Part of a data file
########################################
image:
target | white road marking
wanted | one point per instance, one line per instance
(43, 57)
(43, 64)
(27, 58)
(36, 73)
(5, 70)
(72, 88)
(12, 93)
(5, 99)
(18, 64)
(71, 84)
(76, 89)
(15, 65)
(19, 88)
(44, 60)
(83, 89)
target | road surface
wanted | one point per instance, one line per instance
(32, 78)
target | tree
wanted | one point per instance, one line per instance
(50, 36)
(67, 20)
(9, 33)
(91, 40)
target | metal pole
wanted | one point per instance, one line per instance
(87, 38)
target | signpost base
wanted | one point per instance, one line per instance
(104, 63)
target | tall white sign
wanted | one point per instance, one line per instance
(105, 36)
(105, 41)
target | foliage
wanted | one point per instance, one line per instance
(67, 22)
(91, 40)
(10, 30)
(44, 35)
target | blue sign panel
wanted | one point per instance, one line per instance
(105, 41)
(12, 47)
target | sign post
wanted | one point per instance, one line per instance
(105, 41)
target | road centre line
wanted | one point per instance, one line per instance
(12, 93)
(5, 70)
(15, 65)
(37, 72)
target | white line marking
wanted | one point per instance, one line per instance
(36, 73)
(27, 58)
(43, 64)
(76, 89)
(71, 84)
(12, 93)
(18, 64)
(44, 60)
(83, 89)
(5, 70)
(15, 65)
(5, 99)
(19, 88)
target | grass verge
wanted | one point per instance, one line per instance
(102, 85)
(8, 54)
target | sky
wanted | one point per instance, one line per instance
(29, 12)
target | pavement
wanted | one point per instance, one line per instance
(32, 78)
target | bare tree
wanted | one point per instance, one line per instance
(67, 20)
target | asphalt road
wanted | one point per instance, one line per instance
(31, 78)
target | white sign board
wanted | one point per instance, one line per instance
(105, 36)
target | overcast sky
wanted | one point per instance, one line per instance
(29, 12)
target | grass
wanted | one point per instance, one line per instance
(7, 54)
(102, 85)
########################################
● PROBLEM REQUIREMENTS:
Take the line in which "target | sky" occurs and each subsequent line through the end; give these lines again without alteration.

● SOLUTION TO THE EXERCISE:
target | sky
wanted | one point per instance, one line per instance
(29, 12)
target | pavement
wanted | one point per instance, one line per instance
(32, 78)
target | bare tree
wanted | one point per instance, one line per instance
(67, 20)
target | asphalt road
wanted | one point per instance, one line per instance
(31, 78)
target | white sign board
wanted | one point per instance, one line per instance
(105, 36)
target | overcast sky
wanted | one point per instance, one line per instance
(29, 12)
target | grass
wanted | one point per instance, one line per instance
(7, 54)
(102, 85)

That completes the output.